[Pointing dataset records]
"""

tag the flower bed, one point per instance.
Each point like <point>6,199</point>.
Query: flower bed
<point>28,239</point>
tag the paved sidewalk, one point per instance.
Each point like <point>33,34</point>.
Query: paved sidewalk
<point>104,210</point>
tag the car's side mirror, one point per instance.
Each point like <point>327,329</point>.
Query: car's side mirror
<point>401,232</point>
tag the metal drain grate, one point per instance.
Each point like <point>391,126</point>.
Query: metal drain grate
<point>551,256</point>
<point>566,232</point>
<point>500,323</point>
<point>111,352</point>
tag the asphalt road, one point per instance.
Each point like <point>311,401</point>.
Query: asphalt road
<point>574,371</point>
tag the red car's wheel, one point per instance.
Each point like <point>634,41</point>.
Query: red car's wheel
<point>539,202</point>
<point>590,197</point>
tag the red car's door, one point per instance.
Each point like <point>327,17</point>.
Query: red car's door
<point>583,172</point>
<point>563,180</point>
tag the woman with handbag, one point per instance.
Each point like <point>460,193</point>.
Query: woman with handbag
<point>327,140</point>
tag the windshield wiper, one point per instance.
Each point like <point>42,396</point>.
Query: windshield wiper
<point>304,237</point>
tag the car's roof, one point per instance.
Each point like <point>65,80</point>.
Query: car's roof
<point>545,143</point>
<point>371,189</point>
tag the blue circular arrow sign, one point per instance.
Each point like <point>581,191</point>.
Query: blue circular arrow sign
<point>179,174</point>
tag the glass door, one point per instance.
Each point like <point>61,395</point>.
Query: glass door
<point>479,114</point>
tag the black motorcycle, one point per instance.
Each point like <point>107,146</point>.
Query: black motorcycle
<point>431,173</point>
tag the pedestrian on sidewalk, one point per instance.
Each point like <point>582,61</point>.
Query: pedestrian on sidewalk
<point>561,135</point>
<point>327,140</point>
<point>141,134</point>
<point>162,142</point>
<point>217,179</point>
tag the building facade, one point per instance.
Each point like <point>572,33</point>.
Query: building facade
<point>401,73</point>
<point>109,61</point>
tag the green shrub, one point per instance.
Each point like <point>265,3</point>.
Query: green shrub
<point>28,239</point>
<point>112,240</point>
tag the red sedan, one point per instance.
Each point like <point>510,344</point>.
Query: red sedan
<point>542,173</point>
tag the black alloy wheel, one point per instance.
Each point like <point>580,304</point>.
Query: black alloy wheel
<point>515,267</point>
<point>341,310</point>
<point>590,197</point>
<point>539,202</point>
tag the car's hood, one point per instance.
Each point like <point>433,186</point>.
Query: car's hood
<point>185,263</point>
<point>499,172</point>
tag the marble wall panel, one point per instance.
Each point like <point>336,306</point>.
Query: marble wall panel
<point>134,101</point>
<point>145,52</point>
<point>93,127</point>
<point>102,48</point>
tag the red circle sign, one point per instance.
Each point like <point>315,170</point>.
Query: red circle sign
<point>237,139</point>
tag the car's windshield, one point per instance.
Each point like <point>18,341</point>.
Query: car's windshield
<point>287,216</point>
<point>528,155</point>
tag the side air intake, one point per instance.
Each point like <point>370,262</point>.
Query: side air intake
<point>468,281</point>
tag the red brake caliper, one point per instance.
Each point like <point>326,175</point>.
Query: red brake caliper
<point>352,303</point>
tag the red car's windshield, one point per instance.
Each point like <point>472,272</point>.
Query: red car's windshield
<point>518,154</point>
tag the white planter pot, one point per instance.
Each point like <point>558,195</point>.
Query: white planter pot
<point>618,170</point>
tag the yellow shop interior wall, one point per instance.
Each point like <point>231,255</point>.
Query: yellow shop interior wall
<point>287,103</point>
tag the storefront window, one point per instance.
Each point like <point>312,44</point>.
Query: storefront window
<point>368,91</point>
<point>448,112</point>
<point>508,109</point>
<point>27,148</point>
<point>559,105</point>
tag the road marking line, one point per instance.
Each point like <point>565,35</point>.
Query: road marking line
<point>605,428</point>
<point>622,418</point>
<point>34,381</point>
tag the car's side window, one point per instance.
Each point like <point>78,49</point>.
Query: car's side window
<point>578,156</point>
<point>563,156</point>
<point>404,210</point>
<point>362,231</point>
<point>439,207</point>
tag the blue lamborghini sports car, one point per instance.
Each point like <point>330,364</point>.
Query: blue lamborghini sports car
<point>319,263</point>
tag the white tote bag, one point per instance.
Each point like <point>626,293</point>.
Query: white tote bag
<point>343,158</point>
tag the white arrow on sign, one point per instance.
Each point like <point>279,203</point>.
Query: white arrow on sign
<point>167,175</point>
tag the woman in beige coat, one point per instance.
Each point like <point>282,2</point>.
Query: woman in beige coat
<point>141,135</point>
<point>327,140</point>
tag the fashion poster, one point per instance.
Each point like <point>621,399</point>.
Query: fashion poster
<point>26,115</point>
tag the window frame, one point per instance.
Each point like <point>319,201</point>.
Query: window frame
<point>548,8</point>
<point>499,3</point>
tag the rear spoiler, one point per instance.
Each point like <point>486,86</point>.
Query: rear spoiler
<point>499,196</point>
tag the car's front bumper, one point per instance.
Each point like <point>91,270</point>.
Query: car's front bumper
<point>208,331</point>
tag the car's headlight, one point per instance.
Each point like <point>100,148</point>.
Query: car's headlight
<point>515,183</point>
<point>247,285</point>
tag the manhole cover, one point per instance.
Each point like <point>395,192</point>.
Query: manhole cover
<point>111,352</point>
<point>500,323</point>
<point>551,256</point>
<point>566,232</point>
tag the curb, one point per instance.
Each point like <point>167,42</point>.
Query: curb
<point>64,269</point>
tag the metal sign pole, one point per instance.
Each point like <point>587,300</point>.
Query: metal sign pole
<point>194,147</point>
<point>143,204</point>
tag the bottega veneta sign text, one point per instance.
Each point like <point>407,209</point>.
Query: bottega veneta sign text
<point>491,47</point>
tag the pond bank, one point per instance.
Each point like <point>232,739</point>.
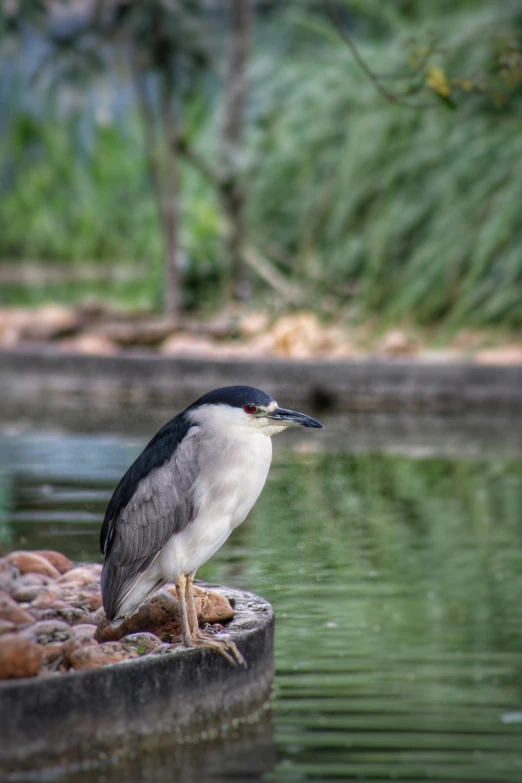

"""

* [Stated goal] Rewrite these lines with every "one point per instance" changed to "one point for each instance" and nothing else altered. Leave the pictures out of your answer.

* [Task output]
tag the flower bed, one point for each instance.
Each point like <point>6,199</point>.
Query: flower bed
<point>28,239</point>
tag the paved sidewalk, one point for each instance.
Each point like <point>33,34</point>.
Query: paved sidewalk
<point>104,210</point>
tag the car's side mirror, one point for each instance.
Each point like <point>327,329</point>.
Query: car's side mirror
<point>401,232</point>
tag the metal drain grate, one point for each instance.
Each point like <point>391,126</point>.
Query: metal drain grate
<point>551,256</point>
<point>566,232</point>
<point>500,323</point>
<point>111,352</point>
tag the asphalt road, one point for each instance.
Each point like <point>311,401</point>.
Query: asphalt road
<point>574,371</point>
tag the red car's wheel, one point for each instance.
Each point like <point>634,41</point>.
Query: red car's wheel
<point>539,202</point>
<point>590,197</point>
tag the red car's door, one point for each instance.
Each point like <point>327,17</point>.
Query: red car's door
<point>583,172</point>
<point>563,180</point>
tag the woman with handbag, one point for each instance.
Each point like <point>460,193</point>.
Query: woman with handbag
<point>327,140</point>
tag the windshield wiper, one point for each instance.
Each point like <point>42,396</point>.
Query: windshield wiper
<point>304,237</point>
tag the car's roof, one point for each instance.
Each point like <point>65,80</point>.
Query: car's roof
<point>545,143</point>
<point>371,189</point>
tag the blue circular arrow sign, one point for each instance.
Each point like <point>581,191</point>.
Query: blue circular arrow sign
<point>179,174</point>
tag the glass door, one point for each instance.
Each point like <point>61,395</point>.
Query: glass door
<point>479,114</point>
tag the black motorcycle, one point for each instance.
Each point like <point>107,146</point>.
Query: black motorcycle
<point>431,173</point>
tag the pedestrian on sidewalk, one point for each instance.
Each point like <point>582,61</point>.
Query: pedestrian on sidewalk
<point>561,135</point>
<point>327,140</point>
<point>141,134</point>
<point>162,142</point>
<point>217,179</point>
tag the building facade, one point for each instance.
Each point like <point>572,33</point>.
Query: building facade
<point>401,73</point>
<point>109,61</point>
tag the green shrub, one point for each instance.
Each point like <point>265,3</point>.
Query: green shrub
<point>28,239</point>
<point>112,240</point>
tag the red sedan, one point for each instance.
Each point like <point>510,344</point>.
Query: red sedan
<point>542,173</point>
tag the black alloy wheel, one point for each instance.
Each point like <point>580,304</point>.
Query: black alloy wheel
<point>515,267</point>
<point>341,310</point>
<point>590,197</point>
<point>539,202</point>
tag the car's hood, one point for each instance.
Each point like <point>433,186</point>.
Query: car's hood
<point>185,263</point>
<point>499,172</point>
tag the marble wall panel, one point for each instance.
Each point like <point>336,306</point>.
Query: marble wall panel
<point>134,101</point>
<point>145,52</point>
<point>93,127</point>
<point>102,48</point>
tag the red circle sign, one point for each instance.
Each point like <point>315,170</point>.
Query: red circle sign
<point>237,139</point>
tag the car's windshield, one point for each instance.
Each point like <point>18,341</point>.
Query: car's windshield
<point>287,216</point>
<point>528,155</point>
tag the side air intake, one point for each instance.
Each point like <point>370,262</point>.
Query: side air intake
<point>468,281</point>
tag the red brake caliper, one point for each instance.
Each point like <point>326,175</point>.
Query: red brake caliper
<point>352,303</point>
tag the red car's windshield, one point for each instance.
Each point like <point>472,272</point>.
Query: red car's windshield
<point>518,154</point>
tag the white planter pot, one point for each instance.
Each point like <point>558,195</point>.
Query: white planter pot
<point>618,170</point>
tag the yellow shop interior wall, one point for each instance.
Each point like <point>231,255</point>.
Query: yellow shop interior wall
<point>287,103</point>
tag the storefront window, one point for each instance.
Each point like <point>312,44</point>.
Query: storefront window
<point>368,91</point>
<point>448,112</point>
<point>508,109</point>
<point>27,148</point>
<point>559,105</point>
tag the road marking line, one point for each instance.
Each point like <point>565,35</point>.
Query: road marking line
<point>605,428</point>
<point>622,418</point>
<point>34,381</point>
tag the car's side window, one point for each instance.
Each point like <point>78,49</point>.
Query: car's side window
<point>578,156</point>
<point>563,156</point>
<point>404,210</point>
<point>362,231</point>
<point>439,207</point>
tag the blue lamborghini sports car, one point for each instance.
Each point like <point>330,364</point>.
Query: blue lamborghini sports car
<point>319,263</point>
tag the white tote bag, one point for each instance.
Each point like <point>626,293</point>.
Query: white tote bag
<point>343,158</point>
tag the white arrow on sign, one point for each instance.
Each point like <point>279,203</point>.
Query: white arrow on sign
<point>167,175</point>
tag the woman in beige coat, one point for each instance.
Each point like <point>282,2</point>.
Query: woman in beige coat
<point>141,135</point>
<point>327,140</point>
tag the fashion poster, one point for each instance.
Each point like <point>621,399</point>.
Query: fashion poster
<point>26,115</point>
tag the window frame, one point for each instance.
Each point like <point>319,201</point>.
Query: window frame
<point>548,8</point>
<point>499,3</point>
tag the rear spoiler, one point for each instance.
Each point like <point>486,86</point>.
Query: rear spoiler
<point>499,196</point>
tag the car's front bumper, one point for each instance.
Each point like <point>91,270</point>.
Query: car's front bumper
<point>208,331</point>
tag the car's headlight, one point for each instance.
Each point like <point>100,148</point>.
Query: car's headlight
<point>515,183</point>
<point>247,285</point>
tag the manhole cover, one point for each instance.
Each point like <point>395,192</point>.
Query: manhole cover
<point>111,352</point>
<point>500,323</point>
<point>551,256</point>
<point>566,232</point>
tag the curb, one point for each instance.
Each point like <point>167,42</point>.
Query: curb
<point>64,269</point>
tag the metal sign pole, one point for each instance.
Each point like <point>587,300</point>.
Query: metal sign pole
<point>194,147</point>
<point>143,204</point>
tag the bottega veneta sign text, one point for each instance.
Each point like <point>407,209</point>.
Query: bottega veneta sign text
<point>491,47</point>
tag the pond bank, one point for each instance.
Each point like <point>232,739</point>.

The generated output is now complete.